■ **Reading passage**:

»»

Recusal denied in Black Lives Matter case
A judge has denied a motion to recuse the San Joaquin District Attorney’s Office from prosecuting eight defendants believed to be Black Lives Matter activists.
On Monday, San Joaquin Superior Court Judge Michael Mulhihill ruled that defense attorneys failed to establish sufficient facts to warrant an evidentiary hearing, according to Deputy DA Robert Himelblau.
The motion to recuse was based on unsubstantiated claims and opinions, Himelblau wrote in an email.
“The allegations and conclusions made by the defendants’ motion are false and there is no form of race-based selective prosecution in the policies of the District Attorney’s Office that govern who, when, why and how to prosecute criminal defendants,” Himelblau wrote, adding that “the defendants’ motion was so factually deficient that a prima facie case could not be made to even get to the next step of the motion, that is, an evidentiary hearing.”
Yolanda Huang, an attorney representing the defendants, said that Mulhihill ruled to deny the motion on the grounds that a motion to compel discovery must be filed first and set a hearing date for Aug. 14.
Huang filed the initial motion on May 23, on the grounds that a skit performed during the District Attorney’s 2016 Halloween party indicated an office-wide racial bias. Leaked photos from the party show a deputy district attorney snorting white powder, imitating cocaine use, while dressed as Snow White.
Other DA employees are shown in one of the photos dressed as the Seven Dwarves wearing black and white prison stripes, with at least one holding a sign that reads “Dwarf Lives Matter.”
This skit occurred a few months after several BLM protestors were arrested in Stockton, and Huang and her clients claim that the behavior is symptomatic of institutional racial bias in the DA’s office.
“The DA is supposed to be neutral, since they represent ‘The People,’ and that includes everyone, even the protestors arrested last year. Since the DA is now representing itself ... the DA now has, at a minimum, a conflict of interest,” said Huang in an email.

««

■ **The data**:
»»

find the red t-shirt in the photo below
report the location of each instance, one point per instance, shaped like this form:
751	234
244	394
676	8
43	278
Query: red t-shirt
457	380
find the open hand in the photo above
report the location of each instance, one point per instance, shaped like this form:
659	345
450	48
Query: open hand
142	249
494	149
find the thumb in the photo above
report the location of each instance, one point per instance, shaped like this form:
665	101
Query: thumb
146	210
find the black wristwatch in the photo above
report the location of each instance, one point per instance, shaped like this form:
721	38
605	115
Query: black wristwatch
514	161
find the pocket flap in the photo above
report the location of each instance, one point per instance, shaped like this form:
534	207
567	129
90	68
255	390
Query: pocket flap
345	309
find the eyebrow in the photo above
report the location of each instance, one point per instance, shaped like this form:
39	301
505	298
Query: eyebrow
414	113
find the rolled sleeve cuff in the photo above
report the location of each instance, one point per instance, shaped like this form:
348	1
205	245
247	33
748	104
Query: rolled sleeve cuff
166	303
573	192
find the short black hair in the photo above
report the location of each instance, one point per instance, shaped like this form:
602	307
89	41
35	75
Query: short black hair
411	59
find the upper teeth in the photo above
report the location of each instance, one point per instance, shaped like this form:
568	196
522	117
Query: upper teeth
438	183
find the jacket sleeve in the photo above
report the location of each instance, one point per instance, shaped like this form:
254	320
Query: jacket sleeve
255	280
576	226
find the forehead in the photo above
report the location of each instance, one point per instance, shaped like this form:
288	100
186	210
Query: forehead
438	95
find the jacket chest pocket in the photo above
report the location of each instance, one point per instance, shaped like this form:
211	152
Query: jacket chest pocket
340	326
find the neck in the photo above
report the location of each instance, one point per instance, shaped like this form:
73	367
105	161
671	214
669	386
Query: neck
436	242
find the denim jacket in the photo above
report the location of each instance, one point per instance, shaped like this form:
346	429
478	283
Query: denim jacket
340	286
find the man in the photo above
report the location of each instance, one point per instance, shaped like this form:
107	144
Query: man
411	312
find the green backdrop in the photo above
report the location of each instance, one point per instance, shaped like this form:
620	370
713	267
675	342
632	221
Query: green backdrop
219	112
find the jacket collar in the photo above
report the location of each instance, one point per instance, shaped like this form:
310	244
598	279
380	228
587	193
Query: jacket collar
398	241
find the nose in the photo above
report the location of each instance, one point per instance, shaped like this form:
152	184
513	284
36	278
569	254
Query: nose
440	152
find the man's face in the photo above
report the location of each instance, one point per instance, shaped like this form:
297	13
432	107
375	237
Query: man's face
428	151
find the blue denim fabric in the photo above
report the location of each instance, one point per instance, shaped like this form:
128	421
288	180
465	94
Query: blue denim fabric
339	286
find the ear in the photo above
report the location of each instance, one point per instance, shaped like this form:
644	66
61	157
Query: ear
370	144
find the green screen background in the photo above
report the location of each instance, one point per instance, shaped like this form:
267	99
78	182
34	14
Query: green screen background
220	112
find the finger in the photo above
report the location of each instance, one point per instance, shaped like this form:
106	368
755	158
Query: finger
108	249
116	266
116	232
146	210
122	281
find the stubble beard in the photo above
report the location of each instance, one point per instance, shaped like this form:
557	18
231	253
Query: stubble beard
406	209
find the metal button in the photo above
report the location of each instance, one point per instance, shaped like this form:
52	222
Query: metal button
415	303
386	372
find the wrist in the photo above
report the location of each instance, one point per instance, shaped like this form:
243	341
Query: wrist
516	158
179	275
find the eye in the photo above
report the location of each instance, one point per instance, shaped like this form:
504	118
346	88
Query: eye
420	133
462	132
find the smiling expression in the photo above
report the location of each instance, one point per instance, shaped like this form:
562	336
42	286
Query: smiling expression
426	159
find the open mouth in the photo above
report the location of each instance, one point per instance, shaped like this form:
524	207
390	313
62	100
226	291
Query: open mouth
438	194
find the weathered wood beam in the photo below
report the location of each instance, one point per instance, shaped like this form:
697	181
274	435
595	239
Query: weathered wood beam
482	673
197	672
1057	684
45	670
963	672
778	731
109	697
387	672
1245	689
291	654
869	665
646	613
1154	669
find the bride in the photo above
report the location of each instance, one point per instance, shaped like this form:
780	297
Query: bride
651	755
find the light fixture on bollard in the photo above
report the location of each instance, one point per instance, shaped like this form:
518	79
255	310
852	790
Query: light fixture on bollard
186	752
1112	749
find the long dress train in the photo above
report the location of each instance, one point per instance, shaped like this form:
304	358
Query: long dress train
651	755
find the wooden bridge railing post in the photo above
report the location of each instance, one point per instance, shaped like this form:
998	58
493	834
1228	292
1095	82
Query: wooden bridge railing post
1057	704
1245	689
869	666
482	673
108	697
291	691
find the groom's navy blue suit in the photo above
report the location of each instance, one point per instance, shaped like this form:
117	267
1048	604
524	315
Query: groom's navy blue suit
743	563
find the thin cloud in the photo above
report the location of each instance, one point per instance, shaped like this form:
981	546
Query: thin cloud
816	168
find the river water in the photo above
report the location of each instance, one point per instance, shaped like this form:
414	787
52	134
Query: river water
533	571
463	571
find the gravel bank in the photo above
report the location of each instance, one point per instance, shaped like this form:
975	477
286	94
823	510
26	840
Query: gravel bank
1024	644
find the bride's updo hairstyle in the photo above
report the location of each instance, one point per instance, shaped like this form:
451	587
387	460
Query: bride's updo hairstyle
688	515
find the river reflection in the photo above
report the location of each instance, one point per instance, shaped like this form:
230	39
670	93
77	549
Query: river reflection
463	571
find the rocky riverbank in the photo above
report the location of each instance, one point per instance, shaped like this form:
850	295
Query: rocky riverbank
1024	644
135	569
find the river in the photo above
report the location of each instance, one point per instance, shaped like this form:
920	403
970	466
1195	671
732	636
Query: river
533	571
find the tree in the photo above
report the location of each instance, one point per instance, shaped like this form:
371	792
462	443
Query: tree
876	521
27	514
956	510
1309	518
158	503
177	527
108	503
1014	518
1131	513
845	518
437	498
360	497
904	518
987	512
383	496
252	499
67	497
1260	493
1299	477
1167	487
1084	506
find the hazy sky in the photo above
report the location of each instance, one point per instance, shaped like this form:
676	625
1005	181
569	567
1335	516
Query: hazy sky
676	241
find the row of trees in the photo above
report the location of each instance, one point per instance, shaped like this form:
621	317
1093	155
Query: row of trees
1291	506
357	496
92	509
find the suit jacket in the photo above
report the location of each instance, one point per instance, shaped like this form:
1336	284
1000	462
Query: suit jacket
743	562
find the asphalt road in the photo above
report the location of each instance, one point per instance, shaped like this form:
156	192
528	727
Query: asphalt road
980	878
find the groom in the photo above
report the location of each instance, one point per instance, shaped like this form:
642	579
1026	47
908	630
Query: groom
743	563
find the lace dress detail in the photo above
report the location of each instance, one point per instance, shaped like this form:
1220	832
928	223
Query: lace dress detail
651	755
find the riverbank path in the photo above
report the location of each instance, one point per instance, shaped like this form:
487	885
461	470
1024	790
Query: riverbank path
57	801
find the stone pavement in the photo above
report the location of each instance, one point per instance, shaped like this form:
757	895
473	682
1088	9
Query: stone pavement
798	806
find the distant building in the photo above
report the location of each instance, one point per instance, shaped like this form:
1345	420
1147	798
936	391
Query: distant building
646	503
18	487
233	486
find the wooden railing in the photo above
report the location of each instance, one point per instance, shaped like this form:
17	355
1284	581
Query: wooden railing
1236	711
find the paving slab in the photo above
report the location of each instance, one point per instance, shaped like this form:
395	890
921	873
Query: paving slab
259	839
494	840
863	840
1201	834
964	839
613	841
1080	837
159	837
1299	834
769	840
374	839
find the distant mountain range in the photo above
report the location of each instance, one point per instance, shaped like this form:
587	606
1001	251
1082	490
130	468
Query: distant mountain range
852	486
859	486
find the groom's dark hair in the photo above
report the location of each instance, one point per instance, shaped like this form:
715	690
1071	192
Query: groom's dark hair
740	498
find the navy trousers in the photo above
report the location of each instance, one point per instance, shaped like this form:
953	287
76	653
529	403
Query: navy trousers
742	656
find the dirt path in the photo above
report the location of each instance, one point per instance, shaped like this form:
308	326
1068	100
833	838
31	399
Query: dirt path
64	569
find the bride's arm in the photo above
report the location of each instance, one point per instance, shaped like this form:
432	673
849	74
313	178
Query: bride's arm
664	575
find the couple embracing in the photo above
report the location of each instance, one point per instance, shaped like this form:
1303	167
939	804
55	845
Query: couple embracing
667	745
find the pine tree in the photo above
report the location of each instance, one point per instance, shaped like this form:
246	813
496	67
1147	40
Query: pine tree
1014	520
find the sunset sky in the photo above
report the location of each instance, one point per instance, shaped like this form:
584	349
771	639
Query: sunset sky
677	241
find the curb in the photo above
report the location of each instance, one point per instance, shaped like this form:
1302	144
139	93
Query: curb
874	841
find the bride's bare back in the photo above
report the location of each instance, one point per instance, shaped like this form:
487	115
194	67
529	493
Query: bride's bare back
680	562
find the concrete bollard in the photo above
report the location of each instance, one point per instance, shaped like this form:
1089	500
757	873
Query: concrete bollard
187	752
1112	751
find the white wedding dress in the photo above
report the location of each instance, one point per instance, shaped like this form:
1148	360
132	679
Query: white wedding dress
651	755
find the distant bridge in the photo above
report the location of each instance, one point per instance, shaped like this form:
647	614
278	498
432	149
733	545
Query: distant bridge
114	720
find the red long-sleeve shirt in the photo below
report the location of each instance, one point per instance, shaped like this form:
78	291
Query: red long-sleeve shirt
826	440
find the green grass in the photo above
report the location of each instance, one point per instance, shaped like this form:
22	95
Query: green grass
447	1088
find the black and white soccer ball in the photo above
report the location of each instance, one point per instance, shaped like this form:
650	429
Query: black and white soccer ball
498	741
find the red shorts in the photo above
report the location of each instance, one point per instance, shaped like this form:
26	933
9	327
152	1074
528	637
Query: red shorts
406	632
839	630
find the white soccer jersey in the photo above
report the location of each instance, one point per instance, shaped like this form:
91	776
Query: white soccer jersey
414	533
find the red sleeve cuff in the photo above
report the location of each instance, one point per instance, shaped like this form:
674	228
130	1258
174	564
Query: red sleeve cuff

««

■ **Actions to take**:
**a)** Please write out the part of the recusal article starting with "Huang filed the" and going on through "as Snow White.".
**b)** List every person the recusal article identifies by full name.

■ **Responses to the tasks**:
**a)**
Huang filed the initial motion on May 23, on the grounds that a skit performed during the District Attorney’s 2016 Halloween party indicated an office-wide racial bias. Leaked photos from the party show a deputy district attorney snorting white powder, imitating cocaine use, while dressed as Snow White.

**b)**
Michael Mulhihill
Robert Himelblau
Yolanda Huang